- _INSTRUCTION_
Will you extract the entries word for word? Images should not appear in the copy.

-------- STORED ROWS

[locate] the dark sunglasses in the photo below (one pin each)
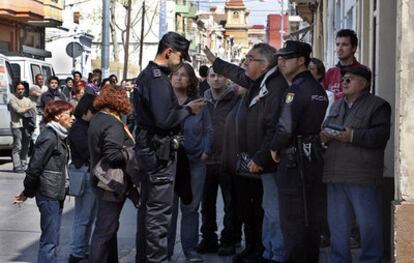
(288, 56)
(249, 58)
(347, 80)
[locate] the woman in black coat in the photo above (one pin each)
(107, 136)
(46, 176)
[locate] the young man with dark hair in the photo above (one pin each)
(203, 72)
(354, 166)
(19, 105)
(159, 119)
(221, 99)
(40, 82)
(346, 46)
(52, 93)
(67, 88)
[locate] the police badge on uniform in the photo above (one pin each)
(289, 97)
(156, 72)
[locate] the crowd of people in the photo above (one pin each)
(297, 153)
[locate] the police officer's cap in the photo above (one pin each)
(358, 70)
(177, 42)
(295, 49)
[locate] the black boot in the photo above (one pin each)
(255, 256)
(239, 257)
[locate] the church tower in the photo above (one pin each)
(236, 25)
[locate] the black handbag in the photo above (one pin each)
(242, 168)
(243, 158)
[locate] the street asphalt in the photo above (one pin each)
(20, 227)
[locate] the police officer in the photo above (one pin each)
(295, 146)
(158, 122)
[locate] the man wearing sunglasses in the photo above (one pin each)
(254, 122)
(296, 147)
(354, 164)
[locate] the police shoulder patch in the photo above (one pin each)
(156, 73)
(289, 97)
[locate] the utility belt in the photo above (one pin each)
(163, 147)
(309, 148)
(155, 153)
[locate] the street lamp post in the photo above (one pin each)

----------------

- _EXERCISE OUTPUT_
[locate] the dark sunglasses in the photo below (one pin each)
(288, 56)
(249, 58)
(347, 80)
[locate] the woman in black coat in the photo above (one pin each)
(107, 136)
(46, 176)
[locate] the young man with dark hair in the photo above (one pin each)
(203, 72)
(354, 166)
(19, 105)
(159, 119)
(221, 99)
(40, 82)
(346, 46)
(52, 93)
(67, 88)
[locate] the police badge on uniform in the photo above (one pin each)
(289, 97)
(156, 72)
[locate] the crowd of people in the photo above (one pin each)
(297, 153)
[locate] the police officer's cap in the photo above (one pin each)
(358, 70)
(177, 42)
(295, 49)
[locate] the black boot in the photo above (one pin each)
(255, 256)
(239, 257)
[locate] the church tower in the photo above (one pin each)
(236, 25)
[locate] the black handbag in the photo above (one pin each)
(242, 168)
(243, 158)
[locate] the street asphalt in the photo above (one pin each)
(20, 227)
[locate] the police officer in the photo above (one pin each)
(295, 146)
(158, 122)
[locate] the man wearing sunglasses in the photo above (one pin each)
(254, 122)
(296, 147)
(354, 164)
[locate] the police shoulder patch in the photo above (one pin each)
(156, 73)
(289, 97)
[locate] the utility belt in the photo above (one pin each)
(163, 147)
(309, 148)
(155, 153)
[locate] the street lamp post in the photo above (one pin each)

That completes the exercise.